>>>>
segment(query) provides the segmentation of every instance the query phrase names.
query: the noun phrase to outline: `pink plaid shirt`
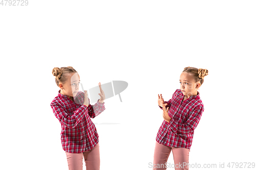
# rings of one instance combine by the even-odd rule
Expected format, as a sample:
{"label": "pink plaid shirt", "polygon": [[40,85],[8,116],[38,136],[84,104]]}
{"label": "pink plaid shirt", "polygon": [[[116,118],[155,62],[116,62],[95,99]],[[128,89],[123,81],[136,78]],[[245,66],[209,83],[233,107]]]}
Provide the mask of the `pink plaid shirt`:
{"label": "pink plaid shirt", "polygon": [[163,120],[156,138],[158,143],[169,147],[190,149],[194,130],[204,110],[199,92],[197,93],[182,102],[184,94],[178,89],[172,99],[164,101],[167,104],[166,109],[169,107],[168,114],[172,119],[169,123]]}
{"label": "pink plaid shirt", "polygon": [[79,91],[74,102],[60,93],[51,103],[53,113],[61,125],[60,133],[63,150],[71,153],[90,151],[99,141],[98,133],[91,118],[105,110],[104,102],[98,102],[88,107],[83,105],[84,93]]}

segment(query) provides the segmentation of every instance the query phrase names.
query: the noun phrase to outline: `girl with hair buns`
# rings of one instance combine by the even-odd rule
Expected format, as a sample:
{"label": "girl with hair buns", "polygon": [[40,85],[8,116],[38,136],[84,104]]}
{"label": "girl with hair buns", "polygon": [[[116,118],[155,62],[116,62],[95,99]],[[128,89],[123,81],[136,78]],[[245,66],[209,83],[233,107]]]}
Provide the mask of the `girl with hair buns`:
<<<<
Job - Repeat the records above word for word, but leave out the pictures.

Output of the task -
segment(query) provides the segmentation of every instance the query phrase names.
query: the noun phrase to outline: `pink plaid shirt`
# rings of one instance combine by the even-odd rule
Expected format, as a sample:
{"label": "pink plaid shirt", "polygon": [[40,85],[8,116],[38,136],[84,104]]}
{"label": "pink plaid shirt", "polygon": [[[116,118],[155,62],[116,62],[95,99]],[[128,89],[123,81],[136,78]],[[245,66],[209,83],[233,107]]]}
Provide the mask of the `pink plaid shirt`:
{"label": "pink plaid shirt", "polygon": [[163,120],[156,138],[158,143],[169,147],[190,149],[194,130],[204,110],[199,92],[197,93],[182,102],[184,94],[178,89],[172,99],[164,101],[167,104],[166,109],[169,107],[168,114],[172,119],[169,123]]}
{"label": "pink plaid shirt", "polygon": [[79,91],[74,102],[60,93],[51,103],[53,113],[61,125],[60,133],[63,150],[71,153],[90,151],[99,141],[98,133],[91,118],[105,110],[104,102],[98,102],[88,107],[83,105],[84,93]]}

segment(query) provides the segmentation of every instance the query phrase names.
query: the noun phrase to outline: `girl with hair buns`
# rings of one instance combine by the even-odd rule
Expected format, as a sample:
{"label": "girl with hair buns", "polygon": [[40,85],[8,116],[38,136],[84,104]]}
{"label": "girl with hair buns", "polygon": [[[116,118],[155,62],[116,62],[95,99]],[[128,89],[123,81],[136,78]],[[245,66],[209,83],[233,107]]]}
Provide the mask of the `girl with hair buns`:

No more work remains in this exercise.